_Deine Aufgabe_
Welche Strafen und Maßnahmen verhängt oder ordnet das Gericht laut dem Bericht über das Landshuter Urteil gegen den Pfleger an? Zähle alle auf.

_Ausgangstext_
• • •
Von Alexander Kappen, Landshut

Man habe es hier „nicht mit einem Serienmörder, Todesengel oder Sensenmann zu tun“, betont der Vorsitzende Richter Ralph Reiter. Vielmehr stelle sich die Frage, „ob die staatlichen Kontrollmechanismen überhaupt funktionieren, wenn man jemanden wie den Angeklagten in diesem Beruf einstellt“, sagt der Richter am Donnerstag bei der Begründung des Urteils. Durch den Fall sei „das Vertrauen der Öffentlichkeit in die Pflege tangiert“.

Der angeklagte, an einer autistischen Störung leidende Pfleger hatte in den Jahren 2023 und 2024 zwei Bewohnerinnen eines Seniorenheims im Landkreis Freising wegen seiner Überforderung Insulin verabreicht, obwohl es medizinisch nicht indiziert war. Eine der beiden Seniorinnen starb infolge der Insulingabe. Die als Schwurgericht tagende erste Strafkammer des Landshuter Landgerichts verhängt gegen den Angeklagten eine Freiheitsstrafe von sechseinhalb Jahren. Begleitend ordnet sie seine Unterbringung in einem psychiatrischen Krankenhaus sowie anschließend ein fünfjähriges Berufsverbot an.

Verurteilt wird der 36-Jährige nicht, wie von der Staatsanwaltschaft beantragt, wegen Mordes, sondern wegen Körperverletzung mit Todesfolge sowie in zwei Fällen wegen gefährlicher Körperverletzung. Bei allen drei Taten hatte der Pfleger im Anschluss selbst den Notarzt gerufen. Eine Bewohnerin, die zwar an Diabetes litt, aber zum jeweiligen Zeitpunkt kein Insulin benötigte, konnte bei zwei Gelegenheiten durch den Notarzt gerettet werden. Die andere, nicht an Diabetes erkrankte Frau wurde in eine Klinik gebracht und starb dort ein paar Tage später infolge der Insulingabe an einer Lungenentzündung.
• • •
_Zeilen aus einer Datenquelle_
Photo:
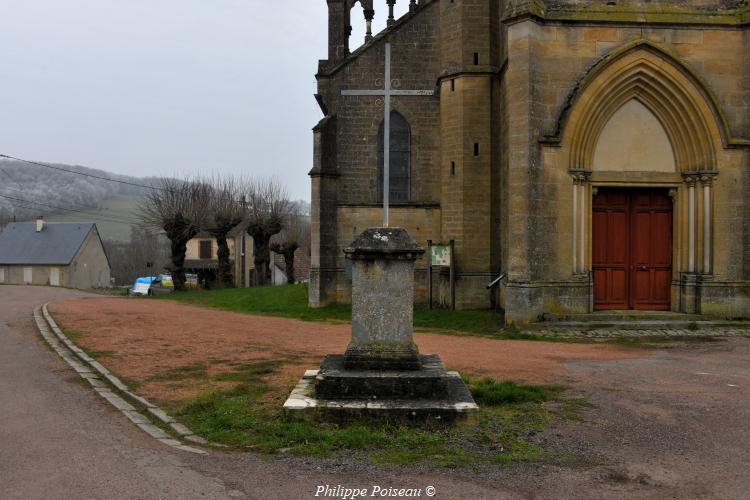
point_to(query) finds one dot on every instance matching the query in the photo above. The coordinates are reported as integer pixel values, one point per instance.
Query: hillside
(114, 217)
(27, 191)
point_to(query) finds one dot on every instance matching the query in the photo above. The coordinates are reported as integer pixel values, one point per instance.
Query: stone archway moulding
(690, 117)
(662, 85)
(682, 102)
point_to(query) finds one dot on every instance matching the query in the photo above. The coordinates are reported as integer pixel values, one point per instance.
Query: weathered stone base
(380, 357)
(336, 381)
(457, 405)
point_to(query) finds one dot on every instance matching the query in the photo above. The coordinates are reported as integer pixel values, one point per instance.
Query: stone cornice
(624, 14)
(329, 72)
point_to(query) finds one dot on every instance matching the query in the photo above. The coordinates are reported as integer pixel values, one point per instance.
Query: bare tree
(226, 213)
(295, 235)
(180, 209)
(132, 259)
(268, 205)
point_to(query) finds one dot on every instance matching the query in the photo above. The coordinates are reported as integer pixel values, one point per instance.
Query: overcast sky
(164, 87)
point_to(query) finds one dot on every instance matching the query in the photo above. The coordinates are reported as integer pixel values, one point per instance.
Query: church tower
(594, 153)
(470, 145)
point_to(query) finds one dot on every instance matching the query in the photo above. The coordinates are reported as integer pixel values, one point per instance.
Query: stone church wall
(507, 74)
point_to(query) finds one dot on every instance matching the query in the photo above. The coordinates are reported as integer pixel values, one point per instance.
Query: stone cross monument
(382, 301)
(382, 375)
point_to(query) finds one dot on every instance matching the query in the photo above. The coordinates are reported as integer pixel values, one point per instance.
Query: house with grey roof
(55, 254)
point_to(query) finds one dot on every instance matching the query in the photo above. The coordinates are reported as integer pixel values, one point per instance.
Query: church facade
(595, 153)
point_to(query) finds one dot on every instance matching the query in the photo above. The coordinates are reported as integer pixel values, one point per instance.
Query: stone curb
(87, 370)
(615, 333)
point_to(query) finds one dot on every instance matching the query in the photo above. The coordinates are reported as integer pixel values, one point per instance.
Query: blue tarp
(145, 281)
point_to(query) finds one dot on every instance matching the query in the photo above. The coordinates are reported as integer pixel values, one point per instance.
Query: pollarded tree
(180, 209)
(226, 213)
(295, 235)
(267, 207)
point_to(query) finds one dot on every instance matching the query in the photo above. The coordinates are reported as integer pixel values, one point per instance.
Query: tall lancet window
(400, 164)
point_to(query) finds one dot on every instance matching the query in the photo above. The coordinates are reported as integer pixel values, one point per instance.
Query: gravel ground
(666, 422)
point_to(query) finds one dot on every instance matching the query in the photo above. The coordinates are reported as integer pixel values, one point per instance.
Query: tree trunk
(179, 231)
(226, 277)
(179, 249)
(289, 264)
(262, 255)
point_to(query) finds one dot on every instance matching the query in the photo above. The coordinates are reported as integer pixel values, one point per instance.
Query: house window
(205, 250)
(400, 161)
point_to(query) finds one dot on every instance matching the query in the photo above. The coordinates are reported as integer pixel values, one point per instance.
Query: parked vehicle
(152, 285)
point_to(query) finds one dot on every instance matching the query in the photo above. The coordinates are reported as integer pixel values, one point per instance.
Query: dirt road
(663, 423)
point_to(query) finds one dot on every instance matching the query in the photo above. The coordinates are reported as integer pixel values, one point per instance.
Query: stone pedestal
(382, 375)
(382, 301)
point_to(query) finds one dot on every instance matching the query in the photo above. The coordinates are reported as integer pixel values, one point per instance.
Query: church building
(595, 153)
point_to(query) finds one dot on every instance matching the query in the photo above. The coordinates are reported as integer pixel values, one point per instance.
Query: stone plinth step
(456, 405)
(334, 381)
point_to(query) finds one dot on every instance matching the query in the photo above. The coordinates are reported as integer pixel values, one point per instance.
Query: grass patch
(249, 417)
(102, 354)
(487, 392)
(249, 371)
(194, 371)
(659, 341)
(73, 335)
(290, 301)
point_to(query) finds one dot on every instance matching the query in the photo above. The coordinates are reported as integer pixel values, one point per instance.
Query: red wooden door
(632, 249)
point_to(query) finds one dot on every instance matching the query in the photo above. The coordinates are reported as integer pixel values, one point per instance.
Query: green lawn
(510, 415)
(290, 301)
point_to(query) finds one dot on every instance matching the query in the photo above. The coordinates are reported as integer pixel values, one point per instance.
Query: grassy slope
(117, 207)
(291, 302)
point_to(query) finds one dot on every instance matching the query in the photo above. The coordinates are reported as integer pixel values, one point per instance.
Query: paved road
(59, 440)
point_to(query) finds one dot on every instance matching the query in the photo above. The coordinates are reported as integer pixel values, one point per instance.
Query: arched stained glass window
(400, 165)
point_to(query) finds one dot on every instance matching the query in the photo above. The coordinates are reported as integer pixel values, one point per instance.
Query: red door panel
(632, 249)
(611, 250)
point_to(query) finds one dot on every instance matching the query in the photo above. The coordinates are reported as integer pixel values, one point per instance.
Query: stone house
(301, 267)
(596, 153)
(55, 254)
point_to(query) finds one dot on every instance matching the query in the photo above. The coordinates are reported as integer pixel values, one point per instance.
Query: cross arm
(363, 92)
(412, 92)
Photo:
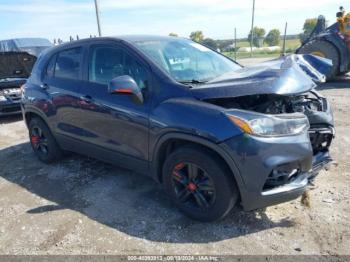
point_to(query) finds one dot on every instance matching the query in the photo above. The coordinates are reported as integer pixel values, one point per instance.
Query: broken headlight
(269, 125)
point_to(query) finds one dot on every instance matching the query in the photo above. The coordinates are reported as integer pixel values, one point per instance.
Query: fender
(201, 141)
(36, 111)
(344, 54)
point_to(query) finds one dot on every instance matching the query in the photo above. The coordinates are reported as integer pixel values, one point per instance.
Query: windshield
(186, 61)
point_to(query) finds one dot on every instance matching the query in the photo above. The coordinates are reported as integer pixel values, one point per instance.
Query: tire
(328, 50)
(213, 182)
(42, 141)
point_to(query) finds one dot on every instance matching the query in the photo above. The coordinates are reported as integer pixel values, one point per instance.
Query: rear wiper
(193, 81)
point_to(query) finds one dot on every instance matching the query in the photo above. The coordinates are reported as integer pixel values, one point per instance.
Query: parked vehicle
• • •
_Lösung_
- eine Freiheitsstrafe von sechseinhalb Jahren
- die Unterbringung in einem psychiatrischen Krankenhaus
- anschließend ein fünfjähriges Berufsverbot